***** Given information *****

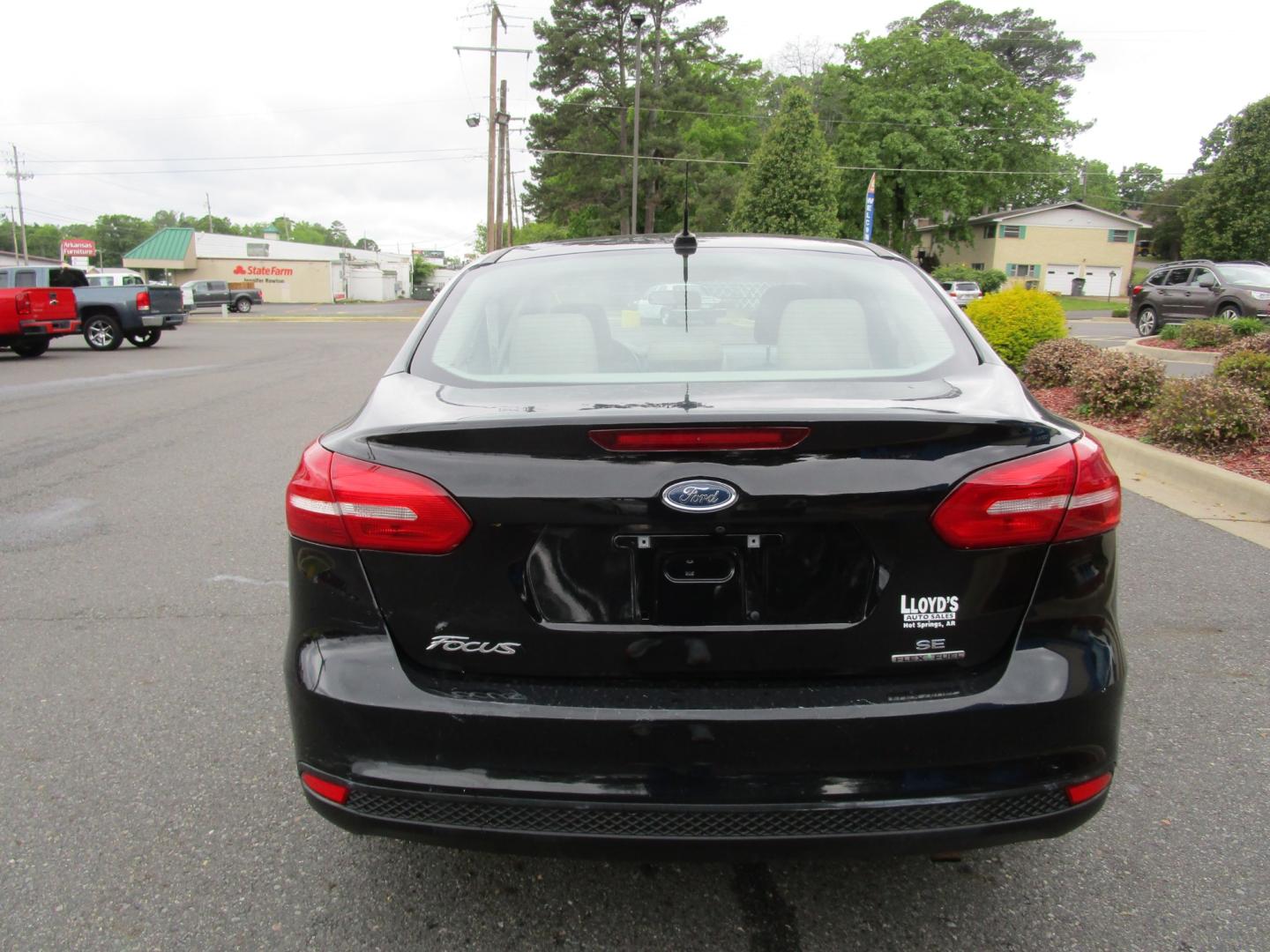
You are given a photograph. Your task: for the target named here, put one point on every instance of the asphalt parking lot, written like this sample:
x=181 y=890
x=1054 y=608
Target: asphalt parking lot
x=150 y=799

*****

» **What the task asks**:
Copy out the data above word for word, but leave out the picture.

» **Expected answer**:
You are given a photograph. Your task: for the target named here, put one point on every instance of the asphalt parking lot, written like this sample:
x=181 y=890
x=1054 y=608
Target: asphalt parking lot
x=150 y=799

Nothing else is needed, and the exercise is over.